--- BEGIN Data supplied ---

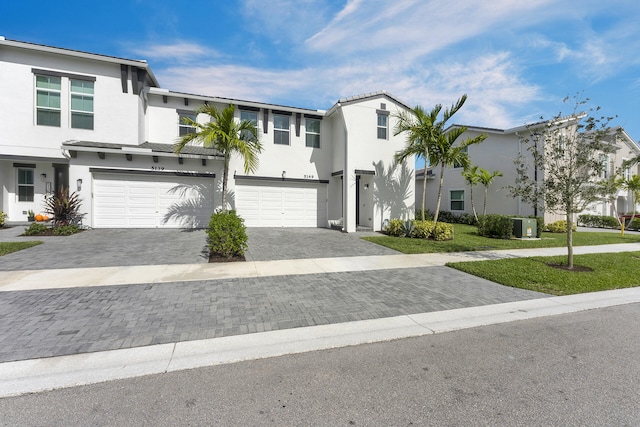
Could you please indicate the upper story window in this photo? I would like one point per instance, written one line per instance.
(312, 128)
(281, 129)
(465, 151)
(456, 198)
(251, 116)
(81, 104)
(25, 185)
(383, 125)
(184, 127)
(48, 100)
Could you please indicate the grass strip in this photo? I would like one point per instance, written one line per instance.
(608, 271)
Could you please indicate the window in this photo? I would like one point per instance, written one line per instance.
(48, 100)
(251, 116)
(184, 128)
(466, 153)
(25, 185)
(281, 129)
(457, 200)
(312, 127)
(81, 104)
(382, 126)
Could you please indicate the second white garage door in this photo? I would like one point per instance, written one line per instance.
(271, 204)
(151, 201)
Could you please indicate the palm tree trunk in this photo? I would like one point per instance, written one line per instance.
(435, 216)
(225, 177)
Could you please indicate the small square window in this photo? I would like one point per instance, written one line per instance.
(312, 136)
(457, 200)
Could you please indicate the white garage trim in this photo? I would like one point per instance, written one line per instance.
(281, 204)
(143, 200)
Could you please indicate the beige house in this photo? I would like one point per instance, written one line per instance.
(498, 152)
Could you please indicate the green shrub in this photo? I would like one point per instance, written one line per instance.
(62, 206)
(65, 230)
(558, 227)
(227, 235)
(496, 226)
(598, 221)
(35, 228)
(395, 228)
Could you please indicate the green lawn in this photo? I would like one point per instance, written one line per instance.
(8, 247)
(610, 271)
(466, 239)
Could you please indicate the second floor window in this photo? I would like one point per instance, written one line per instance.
(280, 129)
(312, 133)
(48, 100)
(185, 128)
(251, 116)
(383, 122)
(81, 104)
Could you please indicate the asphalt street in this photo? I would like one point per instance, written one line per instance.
(572, 370)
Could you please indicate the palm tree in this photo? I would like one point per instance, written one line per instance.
(421, 135)
(633, 186)
(470, 175)
(444, 152)
(486, 179)
(226, 135)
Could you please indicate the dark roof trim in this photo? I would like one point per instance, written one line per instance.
(248, 108)
(60, 74)
(157, 173)
(269, 178)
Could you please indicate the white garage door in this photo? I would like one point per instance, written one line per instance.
(288, 204)
(151, 201)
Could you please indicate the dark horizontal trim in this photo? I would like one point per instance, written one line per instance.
(156, 173)
(269, 178)
(24, 165)
(248, 108)
(60, 74)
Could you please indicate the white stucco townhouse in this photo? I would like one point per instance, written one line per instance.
(498, 152)
(103, 127)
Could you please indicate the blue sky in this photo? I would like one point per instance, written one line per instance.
(516, 60)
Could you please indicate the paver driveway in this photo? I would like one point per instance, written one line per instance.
(120, 247)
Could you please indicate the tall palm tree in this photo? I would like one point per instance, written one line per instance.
(420, 127)
(227, 136)
(486, 179)
(471, 176)
(444, 152)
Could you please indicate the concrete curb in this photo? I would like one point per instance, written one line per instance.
(30, 376)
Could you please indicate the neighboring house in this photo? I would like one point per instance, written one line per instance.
(498, 152)
(103, 127)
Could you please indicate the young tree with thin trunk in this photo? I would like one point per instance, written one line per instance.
(567, 155)
(226, 135)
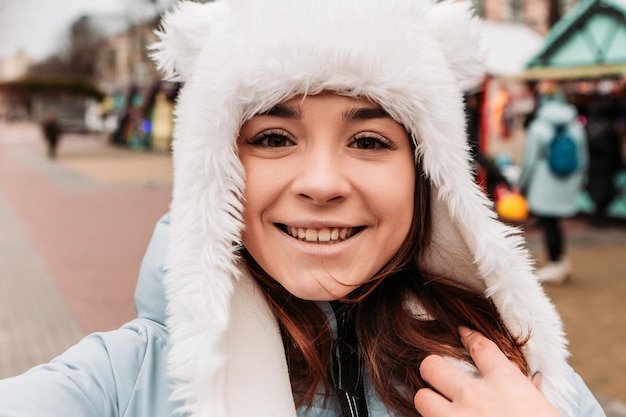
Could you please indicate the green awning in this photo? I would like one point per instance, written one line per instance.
(588, 41)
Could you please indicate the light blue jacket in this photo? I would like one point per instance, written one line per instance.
(122, 373)
(547, 194)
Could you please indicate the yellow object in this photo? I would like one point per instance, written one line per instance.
(512, 207)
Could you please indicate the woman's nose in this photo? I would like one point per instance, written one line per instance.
(322, 178)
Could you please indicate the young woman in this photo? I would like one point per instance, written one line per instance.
(327, 252)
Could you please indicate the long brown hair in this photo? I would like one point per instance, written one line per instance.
(393, 337)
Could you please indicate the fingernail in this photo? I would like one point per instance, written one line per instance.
(465, 331)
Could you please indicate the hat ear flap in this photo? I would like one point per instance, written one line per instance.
(184, 31)
(458, 31)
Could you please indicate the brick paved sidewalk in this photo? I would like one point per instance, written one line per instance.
(72, 234)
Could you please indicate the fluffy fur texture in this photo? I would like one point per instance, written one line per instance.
(239, 57)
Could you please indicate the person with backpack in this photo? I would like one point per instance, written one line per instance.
(553, 173)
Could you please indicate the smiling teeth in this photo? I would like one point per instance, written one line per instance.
(320, 235)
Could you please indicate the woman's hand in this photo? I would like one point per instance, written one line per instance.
(502, 389)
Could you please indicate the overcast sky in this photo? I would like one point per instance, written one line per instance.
(39, 27)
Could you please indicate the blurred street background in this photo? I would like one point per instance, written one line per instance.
(78, 203)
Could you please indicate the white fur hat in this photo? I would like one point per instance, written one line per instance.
(237, 58)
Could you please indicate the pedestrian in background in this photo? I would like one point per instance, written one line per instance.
(553, 196)
(328, 252)
(605, 157)
(52, 134)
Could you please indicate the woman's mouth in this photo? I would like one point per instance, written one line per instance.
(323, 235)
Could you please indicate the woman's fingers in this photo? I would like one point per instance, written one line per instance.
(432, 404)
(436, 372)
(501, 390)
(486, 354)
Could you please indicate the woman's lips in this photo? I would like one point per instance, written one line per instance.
(322, 235)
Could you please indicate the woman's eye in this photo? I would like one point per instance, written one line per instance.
(272, 140)
(371, 142)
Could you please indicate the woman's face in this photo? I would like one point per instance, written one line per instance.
(329, 192)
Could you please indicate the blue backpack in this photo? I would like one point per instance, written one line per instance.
(562, 152)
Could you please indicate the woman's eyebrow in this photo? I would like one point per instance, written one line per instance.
(365, 113)
(285, 112)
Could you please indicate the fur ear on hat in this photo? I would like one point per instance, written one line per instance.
(183, 33)
(464, 28)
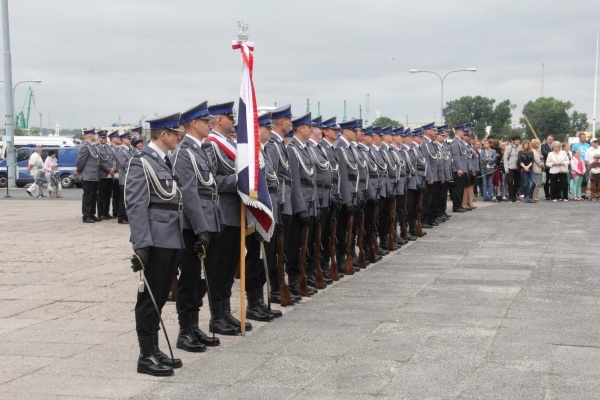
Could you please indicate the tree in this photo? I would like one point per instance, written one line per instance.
(547, 116)
(579, 123)
(481, 113)
(385, 121)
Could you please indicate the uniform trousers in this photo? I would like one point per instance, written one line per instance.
(190, 287)
(122, 209)
(88, 200)
(458, 189)
(104, 193)
(159, 272)
(221, 262)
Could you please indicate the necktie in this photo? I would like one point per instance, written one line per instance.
(168, 162)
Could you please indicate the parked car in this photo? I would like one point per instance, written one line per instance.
(66, 156)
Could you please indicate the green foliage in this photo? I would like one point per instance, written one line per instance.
(385, 121)
(548, 116)
(480, 111)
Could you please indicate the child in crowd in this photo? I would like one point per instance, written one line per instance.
(595, 178)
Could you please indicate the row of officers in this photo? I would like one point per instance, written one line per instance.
(343, 196)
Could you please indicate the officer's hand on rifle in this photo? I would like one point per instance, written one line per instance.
(201, 244)
(139, 259)
(304, 218)
(349, 208)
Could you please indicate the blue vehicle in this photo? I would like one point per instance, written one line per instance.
(66, 157)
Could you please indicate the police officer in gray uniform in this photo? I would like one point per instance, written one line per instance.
(87, 167)
(281, 118)
(304, 198)
(221, 265)
(432, 177)
(202, 220)
(124, 153)
(326, 145)
(348, 185)
(460, 169)
(154, 208)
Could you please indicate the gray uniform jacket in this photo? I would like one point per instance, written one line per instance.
(411, 171)
(397, 155)
(432, 158)
(324, 174)
(459, 156)
(152, 226)
(273, 186)
(88, 162)
(421, 164)
(280, 160)
(392, 168)
(348, 172)
(382, 172)
(224, 172)
(107, 160)
(363, 173)
(373, 183)
(201, 211)
(304, 178)
(329, 152)
(123, 156)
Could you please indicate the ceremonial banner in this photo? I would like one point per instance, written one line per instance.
(252, 182)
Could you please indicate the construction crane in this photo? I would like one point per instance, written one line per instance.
(22, 119)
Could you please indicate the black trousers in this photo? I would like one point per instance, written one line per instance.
(104, 193)
(88, 200)
(159, 273)
(221, 262)
(560, 186)
(428, 214)
(116, 197)
(458, 189)
(122, 209)
(190, 287)
(255, 268)
(513, 178)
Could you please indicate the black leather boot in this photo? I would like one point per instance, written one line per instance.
(218, 323)
(265, 307)
(162, 357)
(186, 340)
(254, 311)
(147, 361)
(230, 318)
(200, 335)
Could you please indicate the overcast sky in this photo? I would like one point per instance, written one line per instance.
(101, 59)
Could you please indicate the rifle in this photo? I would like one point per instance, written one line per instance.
(392, 221)
(349, 268)
(333, 272)
(285, 292)
(403, 214)
(319, 281)
(362, 262)
(303, 287)
(419, 211)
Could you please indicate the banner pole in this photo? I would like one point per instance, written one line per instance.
(243, 269)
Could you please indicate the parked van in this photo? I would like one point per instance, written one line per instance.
(66, 157)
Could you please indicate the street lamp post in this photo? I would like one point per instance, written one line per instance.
(442, 79)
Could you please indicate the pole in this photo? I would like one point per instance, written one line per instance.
(8, 99)
(243, 269)
(595, 88)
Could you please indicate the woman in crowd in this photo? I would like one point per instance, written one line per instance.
(577, 173)
(488, 163)
(538, 167)
(526, 162)
(558, 163)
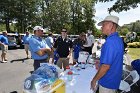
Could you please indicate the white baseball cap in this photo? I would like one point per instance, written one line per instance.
(110, 18)
(38, 28)
(89, 31)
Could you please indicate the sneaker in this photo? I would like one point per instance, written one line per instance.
(4, 61)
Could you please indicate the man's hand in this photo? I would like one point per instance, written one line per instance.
(93, 84)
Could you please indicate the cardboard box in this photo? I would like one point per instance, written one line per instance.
(58, 87)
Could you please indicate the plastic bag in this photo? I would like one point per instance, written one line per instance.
(42, 78)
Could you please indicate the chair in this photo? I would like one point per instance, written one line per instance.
(125, 86)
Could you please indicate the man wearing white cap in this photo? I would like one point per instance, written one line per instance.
(89, 42)
(38, 47)
(111, 60)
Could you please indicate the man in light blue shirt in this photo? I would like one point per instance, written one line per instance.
(26, 42)
(111, 60)
(4, 46)
(38, 47)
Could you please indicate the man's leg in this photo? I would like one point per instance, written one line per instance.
(65, 63)
(106, 90)
(26, 47)
(59, 63)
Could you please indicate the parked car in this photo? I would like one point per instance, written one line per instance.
(12, 41)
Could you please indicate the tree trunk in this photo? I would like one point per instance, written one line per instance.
(7, 25)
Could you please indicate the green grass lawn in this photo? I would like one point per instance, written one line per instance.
(134, 53)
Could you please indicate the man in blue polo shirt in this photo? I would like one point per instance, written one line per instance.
(4, 46)
(38, 47)
(26, 42)
(111, 60)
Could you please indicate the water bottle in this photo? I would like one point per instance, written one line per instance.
(69, 76)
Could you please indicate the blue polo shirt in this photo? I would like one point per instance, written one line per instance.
(4, 39)
(35, 44)
(26, 39)
(112, 54)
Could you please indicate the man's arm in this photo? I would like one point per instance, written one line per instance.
(101, 72)
(43, 51)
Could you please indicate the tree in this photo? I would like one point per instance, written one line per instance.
(122, 5)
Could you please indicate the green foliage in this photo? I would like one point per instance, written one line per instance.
(123, 31)
(122, 5)
(75, 15)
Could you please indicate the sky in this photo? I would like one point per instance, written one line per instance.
(125, 17)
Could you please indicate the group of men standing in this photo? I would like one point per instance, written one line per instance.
(43, 49)
(111, 60)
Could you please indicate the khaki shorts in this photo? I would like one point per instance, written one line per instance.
(64, 62)
(4, 48)
(26, 47)
(106, 90)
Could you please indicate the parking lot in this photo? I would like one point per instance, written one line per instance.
(14, 72)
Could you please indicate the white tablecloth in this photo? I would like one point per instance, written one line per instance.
(80, 82)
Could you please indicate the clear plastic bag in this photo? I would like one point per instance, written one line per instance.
(42, 78)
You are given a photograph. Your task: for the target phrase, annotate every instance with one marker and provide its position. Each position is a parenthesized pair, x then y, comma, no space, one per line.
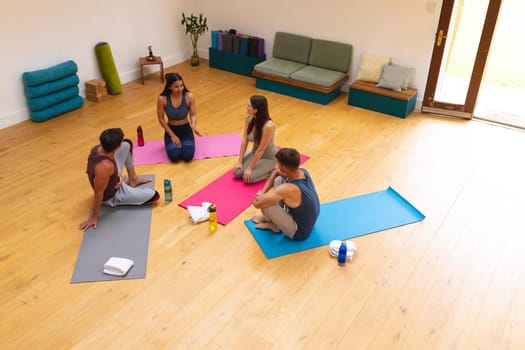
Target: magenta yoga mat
(212,146)
(231,195)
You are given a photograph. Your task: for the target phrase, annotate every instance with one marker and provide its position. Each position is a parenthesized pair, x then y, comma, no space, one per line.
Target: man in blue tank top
(293,205)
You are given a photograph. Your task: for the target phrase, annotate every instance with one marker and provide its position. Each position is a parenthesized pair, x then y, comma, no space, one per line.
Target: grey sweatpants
(127,195)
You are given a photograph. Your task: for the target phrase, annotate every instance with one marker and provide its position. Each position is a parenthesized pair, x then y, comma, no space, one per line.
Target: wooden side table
(145,61)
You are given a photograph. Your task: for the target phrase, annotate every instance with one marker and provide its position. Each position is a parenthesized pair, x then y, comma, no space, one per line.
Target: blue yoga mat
(343,219)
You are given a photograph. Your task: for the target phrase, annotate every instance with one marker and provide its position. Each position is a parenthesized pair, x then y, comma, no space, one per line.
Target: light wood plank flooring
(454,281)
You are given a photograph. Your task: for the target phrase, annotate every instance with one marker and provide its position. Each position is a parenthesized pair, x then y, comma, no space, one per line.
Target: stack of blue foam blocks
(52,91)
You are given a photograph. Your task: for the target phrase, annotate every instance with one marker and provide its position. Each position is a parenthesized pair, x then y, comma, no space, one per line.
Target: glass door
(461,48)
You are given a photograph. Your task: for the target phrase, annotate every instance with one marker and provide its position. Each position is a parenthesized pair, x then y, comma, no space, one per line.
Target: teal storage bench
(367,95)
(233,62)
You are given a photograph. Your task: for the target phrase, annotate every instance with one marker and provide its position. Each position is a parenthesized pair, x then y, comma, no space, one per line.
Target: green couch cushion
(317,76)
(331,55)
(279,67)
(292,47)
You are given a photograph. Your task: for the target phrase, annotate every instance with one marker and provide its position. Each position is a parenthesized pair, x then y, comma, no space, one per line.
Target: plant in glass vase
(195,26)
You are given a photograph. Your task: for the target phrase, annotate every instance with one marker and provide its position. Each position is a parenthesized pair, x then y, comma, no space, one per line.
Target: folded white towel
(199,214)
(117,266)
(333,249)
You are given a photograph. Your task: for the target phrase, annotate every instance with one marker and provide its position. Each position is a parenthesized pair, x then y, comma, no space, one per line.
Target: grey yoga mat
(122,232)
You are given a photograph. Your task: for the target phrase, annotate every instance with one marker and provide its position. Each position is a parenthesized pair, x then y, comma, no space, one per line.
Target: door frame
(465,110)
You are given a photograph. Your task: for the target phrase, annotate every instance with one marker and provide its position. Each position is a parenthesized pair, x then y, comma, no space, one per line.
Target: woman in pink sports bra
(259,163)
(176,102)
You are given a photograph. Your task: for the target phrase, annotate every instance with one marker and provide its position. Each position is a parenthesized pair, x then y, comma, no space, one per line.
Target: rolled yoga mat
(108,68)
(122,232)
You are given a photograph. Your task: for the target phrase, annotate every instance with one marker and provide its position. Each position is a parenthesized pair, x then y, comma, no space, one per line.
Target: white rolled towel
(351,247)
(118,266)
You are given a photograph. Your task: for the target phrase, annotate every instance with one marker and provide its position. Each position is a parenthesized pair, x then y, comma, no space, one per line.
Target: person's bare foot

--- END Data supplied ---

# Description of the task:
Please report every line of the listing above that contains the string "yoga", copying each one in full.

# Complete output:
Target: magenta yoga mat
Target: blue yoga mat
Target: grey yoga mat
Target: rolled yoga mat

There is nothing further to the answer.